▶ _Short exercise_: Edit the part of the rows that opens with the line containing "[tag] keyboard key: a pin per instance" and runs through the end of the rows, replacing "dark gray mug" with "charcoal mug" and leaving everything else unchanged. Give only that part.
═════ Material for this task
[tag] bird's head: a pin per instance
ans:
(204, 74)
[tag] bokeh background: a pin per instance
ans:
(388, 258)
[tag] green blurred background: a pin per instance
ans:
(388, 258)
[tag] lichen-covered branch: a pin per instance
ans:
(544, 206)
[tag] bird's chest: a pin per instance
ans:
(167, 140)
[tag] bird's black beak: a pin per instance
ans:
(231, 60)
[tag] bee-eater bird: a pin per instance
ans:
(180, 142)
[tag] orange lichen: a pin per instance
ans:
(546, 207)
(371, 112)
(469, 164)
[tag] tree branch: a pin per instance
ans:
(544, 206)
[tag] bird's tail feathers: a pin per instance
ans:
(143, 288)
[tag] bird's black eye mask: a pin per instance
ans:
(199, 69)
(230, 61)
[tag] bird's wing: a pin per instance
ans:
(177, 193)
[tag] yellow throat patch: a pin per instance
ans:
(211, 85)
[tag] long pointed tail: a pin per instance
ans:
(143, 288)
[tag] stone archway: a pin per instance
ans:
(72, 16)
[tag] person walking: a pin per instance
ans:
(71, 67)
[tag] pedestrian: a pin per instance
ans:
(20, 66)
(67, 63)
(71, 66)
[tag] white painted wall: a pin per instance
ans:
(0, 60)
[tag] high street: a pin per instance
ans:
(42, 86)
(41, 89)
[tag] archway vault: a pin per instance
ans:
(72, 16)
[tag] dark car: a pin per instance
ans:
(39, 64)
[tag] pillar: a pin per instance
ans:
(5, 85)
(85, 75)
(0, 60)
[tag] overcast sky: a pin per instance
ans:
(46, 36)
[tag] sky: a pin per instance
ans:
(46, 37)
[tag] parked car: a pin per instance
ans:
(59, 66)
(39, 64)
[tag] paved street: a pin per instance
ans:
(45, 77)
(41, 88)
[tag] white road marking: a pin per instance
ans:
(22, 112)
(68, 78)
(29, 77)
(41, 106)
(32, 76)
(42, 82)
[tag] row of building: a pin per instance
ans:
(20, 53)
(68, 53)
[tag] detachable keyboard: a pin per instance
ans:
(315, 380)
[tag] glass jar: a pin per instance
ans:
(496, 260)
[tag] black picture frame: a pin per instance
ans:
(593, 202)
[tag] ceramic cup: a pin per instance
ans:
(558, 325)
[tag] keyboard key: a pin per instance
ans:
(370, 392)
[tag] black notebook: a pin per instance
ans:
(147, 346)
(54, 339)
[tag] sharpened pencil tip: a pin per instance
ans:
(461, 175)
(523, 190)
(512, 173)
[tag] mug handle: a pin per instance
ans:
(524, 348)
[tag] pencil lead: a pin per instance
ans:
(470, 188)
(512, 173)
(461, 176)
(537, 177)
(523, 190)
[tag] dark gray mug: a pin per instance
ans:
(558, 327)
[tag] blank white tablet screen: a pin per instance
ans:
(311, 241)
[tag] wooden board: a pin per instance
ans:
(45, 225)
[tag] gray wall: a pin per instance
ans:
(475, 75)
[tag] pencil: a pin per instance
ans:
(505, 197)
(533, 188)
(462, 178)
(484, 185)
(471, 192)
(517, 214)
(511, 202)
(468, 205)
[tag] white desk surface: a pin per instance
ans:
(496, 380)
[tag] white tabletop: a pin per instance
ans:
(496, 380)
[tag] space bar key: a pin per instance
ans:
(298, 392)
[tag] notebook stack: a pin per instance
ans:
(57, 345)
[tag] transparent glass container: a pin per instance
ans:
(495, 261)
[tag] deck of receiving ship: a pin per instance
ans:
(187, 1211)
══════════
▶ _Exercise result_:
[tag] keyboard key: a pin per instance
ans:
(370, 392)
[tag] black notebook: a pin per instance
ans:
(147, 346)
(54, 339)
[tag] sharpened pencil tip: a pin per instance
ans:
(461, 175)
(523, 190)
(512, 173)
[tag] mug handle: a pin per instance
ans:
(524, 348)
[tag] pencil lead: a pin per instance
ans:
(470, 188)
(512, 173)
(461, 176)
(537, 177)
(523, 190)
[tag] charcoal mug: a pin per instance
ans:
(558, 327)
[tag] blank white tablet screen: a pin per instance
ans:
(311, 241)
[tag] wooden board: a pin per instance
ans:
(45, 225)
[tag] gray wall: a pin per instance
ans:
(475, 75)
[tag] pencil: a pin per instance
ans:
(505, 197)
(533, 188)
(462, 178)
(484, 185)
(471, 192)
(517, 214)
(511, 202)
(468, 205)
[tag] white desk surface: a pin per instance
ans:
(496, 380)
[tag] white tabletop: a pin per instance
ans:
(496, 380)
[tag] space bar key: a pin per instance
ans:
(298, 392)
[tag] notebook stack: a pin per instance
ans:
(57, 345)
[tag] transparent glass container: a pin per instance
ans:
(495, 261)
[tag] deck of receiving ship: a pin per instance
ans:
(187, 1211)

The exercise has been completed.